Excerpted passage:
◇ ◇ ◇ ◇
1dba122c创建于 1 天前历史提交

SDK

The SDK is the in-process integration surface for @oh-my-pi/pi-coding-agent. Use it when you want direct access to agent state, event streaming, tool wiring, and session control from your own Bun/Node process.

If you need cross-language/process isolation, use RPC mode instead.

Installation

bun add @oh-my-pi/pi-coding-agent

Entry points

@oh-my-pi/pi-coding-agent exports the SDK APIs from the package root (and also via @oh-my-pi/pi-coding-agent/sdk).

Core exports for embedders:

  • createAgentSession
  • SessionManager
  • Settings
  • AuthStorage
  • ModelRegistry
  • discoverAuthStorage
  • Discovery helpers (discoverExtensions, discoverSkills, discoverContextFiles, discoverPromptTemplates, discoverSlashCommands, discoverCustomTSCommands, discoverMCPServers)
  • Tool factory surface (createTools, BUILTIN_TOOLS, tool classes)

Quick start (auto-discovery defaults)

import { createAgentSession } from "@oh-my-pi/pi-coding-agent";

const { session, modelFallbackMessage } = await createAgentSession();

if (modelFallbackMessage) {
  process.stderr.write(`${modelFallbackMessage}\n`);
}

const unsubscribe = session.subscribe((event) => {
  if (
    event.type === "message_update" &&
    event.assistantMessageEvent.type === "text_delta"
  ) {
    process.stdout.write(event.assistantMessageEvent.delta);
  }
});

await session.prompt("Summarize this repository in 3 bullets.");
unsubscribe();
await session.dispose();

What createAgentSession() discovers by default

createAgentSession() follows “provide to override, omit to discover”.

If omitted, it resolves:

  • cwd: getProjectDir()
  • agentDir: ~/.omp/agent (via getAgentDir())
  • authStorage: discoverAuthStorage(agentDir)
  • modelRegistry: new ModelRegistry(authStorage) + background refreshInBackground() when the registry is not provided
  • settings: await Settings.init({ cwd, agentDir })
◇ ◇ ◇ ◇
The task: Copy the passage of the SDK documentation from "Core exports for" to "start (auto-discovery defaults)", word for word. The material after this point comes from a separate source.

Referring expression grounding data
◇ ◇ ◇ ◇
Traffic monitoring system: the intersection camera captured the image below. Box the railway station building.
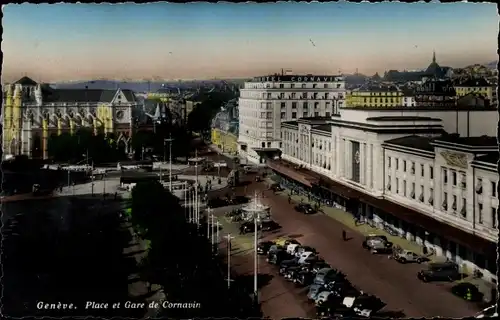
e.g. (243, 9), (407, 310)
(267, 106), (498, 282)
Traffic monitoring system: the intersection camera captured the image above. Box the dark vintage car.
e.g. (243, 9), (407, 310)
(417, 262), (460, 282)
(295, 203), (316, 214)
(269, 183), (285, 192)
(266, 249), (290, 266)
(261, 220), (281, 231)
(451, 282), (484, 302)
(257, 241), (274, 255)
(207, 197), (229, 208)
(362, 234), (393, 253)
◇ ◇ ◇ ◇
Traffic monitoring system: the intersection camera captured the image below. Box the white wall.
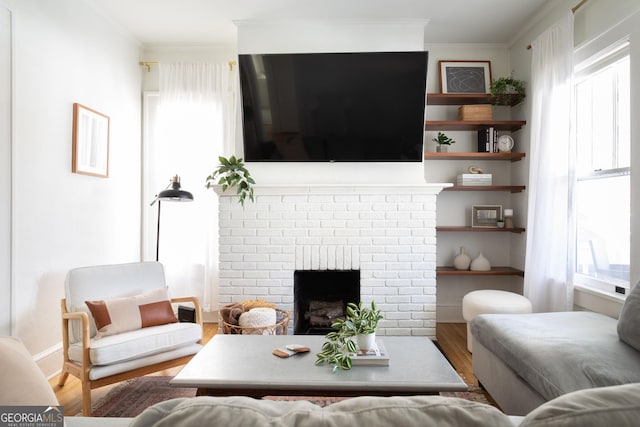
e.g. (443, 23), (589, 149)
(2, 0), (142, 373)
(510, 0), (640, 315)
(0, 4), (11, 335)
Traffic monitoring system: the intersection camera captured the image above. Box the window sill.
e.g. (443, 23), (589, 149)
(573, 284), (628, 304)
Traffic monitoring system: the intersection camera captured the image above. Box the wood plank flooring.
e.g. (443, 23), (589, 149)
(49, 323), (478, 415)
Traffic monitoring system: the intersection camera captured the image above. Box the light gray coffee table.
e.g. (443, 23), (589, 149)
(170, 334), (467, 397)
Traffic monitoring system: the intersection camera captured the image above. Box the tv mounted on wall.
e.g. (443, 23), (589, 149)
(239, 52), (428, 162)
◇ ◇ ◇ ◇
Response for this exercise:
Core exports for embedders:

  • createAgentSession
  • SessionManager
  • Settings
  • AuthStorage
  • ModelRegistry
  • discoverAuthStorage
  • Discovery helpers (discoverExtensions, discoverSkills, discoverContextFiles, discoverPromptTemplates, discoverSlashCommands, discoverCustomTSCommands, discoverMCPServers)
  • Tool factory surface (createTools, BUILTIN_TOOLS, tool classes)

Quick start (auto-discovery defaults)